I'm interested just very busy ATM . I think you have my email addy ?
 

James

Top Contributor
I don't sorry, email me at the address above if you want to join, we will close the entries in a week.
 

petermeadit

Top Contributor
Another great initiative James. Always love reading your sites.
Sure hope this is the big SEO roundup to boot!
 

James

Top Contributor
Will launch this on Wednesday, if any one is still keen to join in let me know before that date.

James.
 

Rudy

Member
High PR domains

One thing I would love to know in your SEO round up post...

I just bought a well aged, "reasonably well" linked to PR6 .com site with valid, current DMOZ listing. I did all the ahrefs, whois, info: and site: searches and it's a legit PR6 site, but no other pages except the home page on that site is indexed anymore. It's been dead for at least a year. It was a furniture store in one of the US cities that went bust and went into administration.

Dataset extract:
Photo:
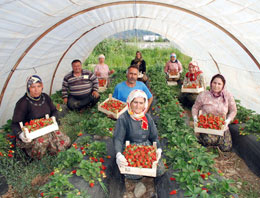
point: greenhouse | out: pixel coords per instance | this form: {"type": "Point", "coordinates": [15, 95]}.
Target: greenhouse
{"type": "Point", "coordinates": [43, 43]}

Problems to solve:
a - Please write out the part of the forum thread starting with "I'm interested just" and going on through "entries in a week.".
b - Tell whether each statement agrees with the forum thread, answering yes or no and quoting the deciding words: (i) James says entries will close in a week. (ii) James plans to launch on Friday. (iii) Rudy's PR6 site still has many pages indexed.

Outputs in order:
a -
I'm interested just very busy ATM . I think you have my email addy ?
 

James

Top Contributor
I don't sorry, email me at the address above if you want to join, we will close the entries in a week.

b -
(i) Yes: "we will close the entries in a week."
(ii) No: "Will launch this on Wednesday"
(iii) No: "no other pages except the home page on that site is indexed anymore."